STATED PROBLEM -
Format the entries below as a numbered list, dropping any blank lines and omitting the pictures.

## Begin DATA SECTION

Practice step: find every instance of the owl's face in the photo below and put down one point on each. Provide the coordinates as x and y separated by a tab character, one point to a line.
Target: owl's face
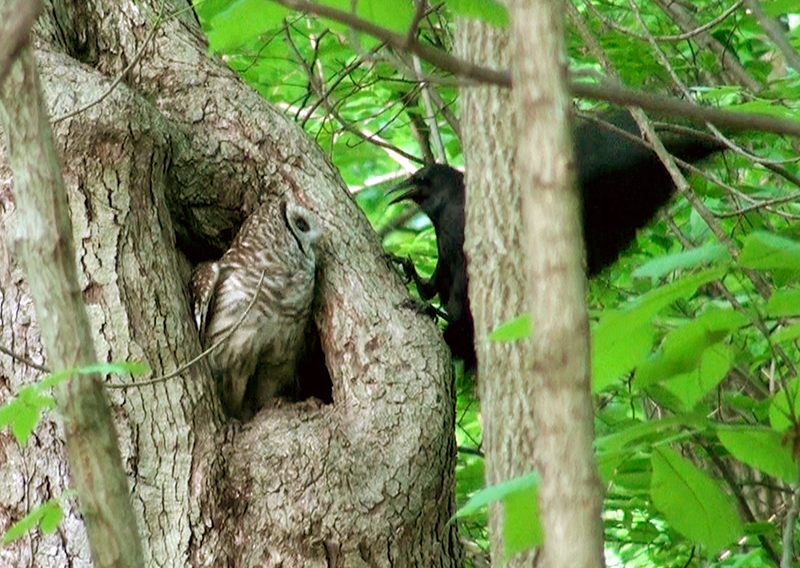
302	226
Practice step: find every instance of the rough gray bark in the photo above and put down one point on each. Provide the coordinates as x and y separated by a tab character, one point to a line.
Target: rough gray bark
570	494
44	243
524	408
159	175
497	270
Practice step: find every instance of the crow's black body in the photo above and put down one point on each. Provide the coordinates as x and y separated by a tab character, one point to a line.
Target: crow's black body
623	184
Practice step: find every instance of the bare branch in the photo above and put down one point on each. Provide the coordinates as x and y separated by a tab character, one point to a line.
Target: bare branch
17	19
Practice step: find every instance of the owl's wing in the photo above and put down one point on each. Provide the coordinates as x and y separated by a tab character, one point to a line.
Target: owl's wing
202	286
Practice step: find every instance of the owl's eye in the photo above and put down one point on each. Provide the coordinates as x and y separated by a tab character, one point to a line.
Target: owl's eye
301	224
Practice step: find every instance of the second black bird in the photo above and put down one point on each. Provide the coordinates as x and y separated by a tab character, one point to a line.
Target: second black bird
623	184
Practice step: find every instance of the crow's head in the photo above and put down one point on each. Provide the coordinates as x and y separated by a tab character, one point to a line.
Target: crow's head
433	187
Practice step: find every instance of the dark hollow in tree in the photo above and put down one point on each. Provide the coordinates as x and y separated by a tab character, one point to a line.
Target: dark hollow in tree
622	182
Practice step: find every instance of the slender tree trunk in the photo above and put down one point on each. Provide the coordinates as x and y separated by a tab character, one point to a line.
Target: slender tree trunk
497	269
570	495
159	174
44	241
518	158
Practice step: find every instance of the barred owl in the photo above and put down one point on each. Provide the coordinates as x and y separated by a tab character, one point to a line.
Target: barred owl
258	362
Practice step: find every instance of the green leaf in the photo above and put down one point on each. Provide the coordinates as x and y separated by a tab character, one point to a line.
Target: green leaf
765	251
760	448
489	11
658	267
691	387
521	526
496	493
692	503
242	22
683	349
784	303
113	368
779	416
51	516
788	333
623	338
25	524
513	329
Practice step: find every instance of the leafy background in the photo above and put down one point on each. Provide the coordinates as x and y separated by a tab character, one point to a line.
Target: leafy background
695	330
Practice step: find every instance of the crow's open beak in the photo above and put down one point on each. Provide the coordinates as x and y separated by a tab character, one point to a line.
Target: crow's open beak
408	188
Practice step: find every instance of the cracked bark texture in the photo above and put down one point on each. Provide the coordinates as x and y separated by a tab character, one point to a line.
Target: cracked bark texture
498	284
159	176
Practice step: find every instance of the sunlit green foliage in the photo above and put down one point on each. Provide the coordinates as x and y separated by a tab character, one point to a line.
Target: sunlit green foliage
694	331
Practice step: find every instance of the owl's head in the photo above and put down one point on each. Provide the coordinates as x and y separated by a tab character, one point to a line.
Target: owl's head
303	227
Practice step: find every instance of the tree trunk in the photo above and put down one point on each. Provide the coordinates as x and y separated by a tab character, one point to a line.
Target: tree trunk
570	494
497	268
159	175
535	416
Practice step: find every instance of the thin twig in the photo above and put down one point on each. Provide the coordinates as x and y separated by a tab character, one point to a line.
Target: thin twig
611	93
789	524
670	38
17	18
202	355
24	360
116	81
775	33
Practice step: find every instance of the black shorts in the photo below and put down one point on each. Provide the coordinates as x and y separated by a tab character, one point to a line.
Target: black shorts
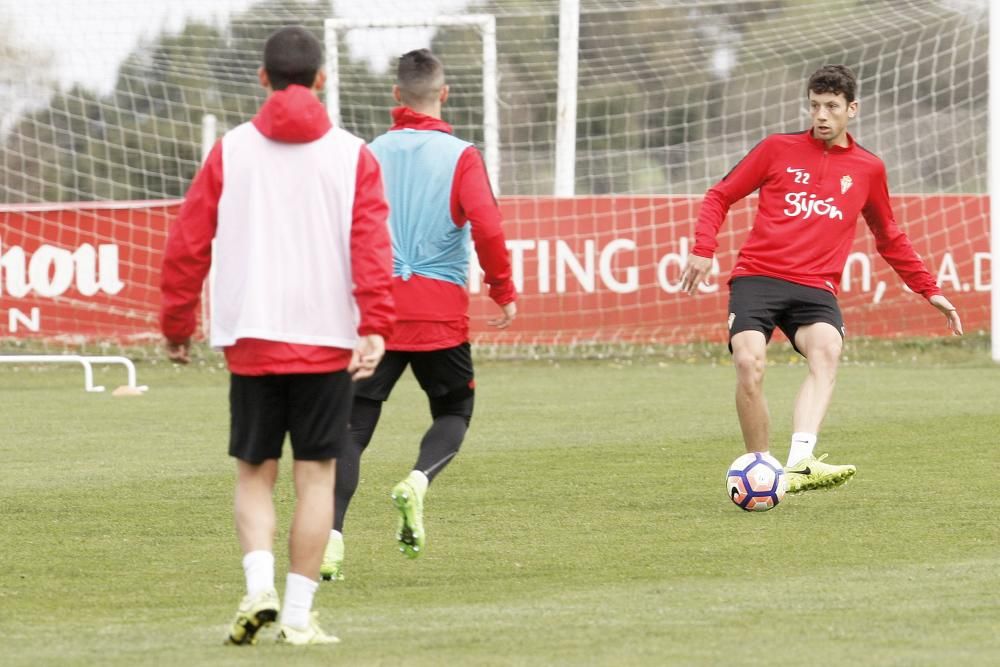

## End DATA SECTION

CORRECT RESPONSE -
1. Practice step: find every instance of the owl's face in the photo below and put down one point on each. Provide the coordinates as x and y separated by a tab character, one point to a line.
2. Target: owl's face
3. 302	226
4. Practice step: find every instance of the rough gray bark in the photo above and put down one point on each. Provide the coordinates as x and y separated by a tab character, one point to a line.
5. Target: rough gray bark
6. 570	494
7. 44	243
8. 524	408
9. 159	175
10. 497	270
11. Practice step: find every instance of the crow's black body in the photo above and put down one point on each. Provide the coordinates as x and y separated by a tab character, one point to a line.
12. Target: crow's black body
13. 623	184
14. Practice step: find every instance of the bare branch in the photo above and put down one point on each. Provide the coordinates as x and y separated by a tab character, one point to a line.
15. Target: bare branch
16. 17	19
17. Practice step: find every instance of the owl's wing in the photo above and put down one point on each. Provide the coordinates as x and y separated by a tab character, one point to a line.
18. Target: owl's wing
19. 202	286
20. Practice step: find every instance of the owl's eye in the photo above and put down one point on each. Provide the coordinates as x and y separated by a tab character, one point to a line.
21. Target: owl's eye
22. 301	224
23. Practice step: find every instance of the second black bird in the photo above and put down one point on each. Provide the coordinates as x and y separated by a tab character, one point to a line.
24. Target: second black bird
25. 623	184
26. Practice step: find every instance of the crow's head in the photo above and put down one point on each. Provide the coordinates as x and y separated by a tab character, one point to a line.
27. Target: crow's head
28. 433	187
29. Practice step: find every instance of the dark hollow in tree in the photo above and put down one point on each. Provide the coordinates as x and y separated by a tab character, one point to a line.
30. Target: dark hollow in tree
31. 622	182
32. Practice step: find every instance of the slender tree trunk in the photo above and put down one point on each. Provide the coordinates as x and y separated by a tab character, one point to a line.
33. Target: slender tree trunk
34. 497	269
35. 570	495
36. 159	174
37. 44	241
38. 518	158
39. Practice step: find every instance of the barred owl in the photo above and put down one point on each. Provide the coordinates as x and y separated by a tab character, one point to a line.
40. Target: barred owl
41. 258	362
42. Practice step: find every instance of the green leaf in the photo above and put down one point on each. Provide the coordinates as x and y separated by a tab character, one point to a line.
43. Target: green leaf
44. 765	251
45. 760	448
46. 489	11
47. 658	267
48. 691	387
49. 521	526
50. 496	493
51. 692	503
52. 242	22
53. 683	349
54. 784	303
55. 113	368
56. 779	416
57. 51	516
58. 788	333
59. 623	338
60. 25	524
61. 513	329
62. Practice step: find every instance of the leafy background in the photo above and put down one point on each. Provide the coordinates as x and y separated by a tab character, one point to a line.
63. Target: leafy background
64. 695	330
65. Practice step: find every instance of the crow's open beak in the photo above and put down one point on each. Provide the coordinates as x and y separated by a tab character, one point to a line.
66. Target: crow's open beak
67. 408	188
68. Practice step: find every instance of the cracked bark texture in the photo above and put down one point on each. Provide the coordinates as x and y separated by a tab character, one point to a line.
69. Target: cracked bark texture
70. 498	284
71. 159	176
72. Practice step: find every instance of the sunlit green foliage in the photo above and put down one point on each. Provide the coordinates as x and y separated by a tab character, one point to a line.
73. Target: sunlit green foliage
74. 694	331
75. Practice step: find every instance of the owl's head in the photo above and put down one point on each. Provide the coordinates as x and y separated by a tab character, one point to a line.
76. Target: owl's head
77. 303	227
78. Practice step: find every instance of the tree trunk in the photo above and put down one point on each. Provide the coordinates as x and y separated by a tab character, one point to a line.
79. Target: tree trunk
80. 570	494
81. 497	268
82. 159	175
83. 535	416
84. Practice step: find every instance of the thin twig in the photo above and put down one point on each. Provide the coordinates as x and y separated by a tab character, one point to a line.
85. Target: thin twig
86. 611	93
87. 789	524
88. 670	38
89. 17	18
90. 202	355
91. 24	360
92. 116	81
93. 775	33
94. Practice step: find every instance of the black shorts in the photo below and put down one point on each. Provide the coordinates as x and y separated by a tab character, one point to a line.
95. Target: black shorts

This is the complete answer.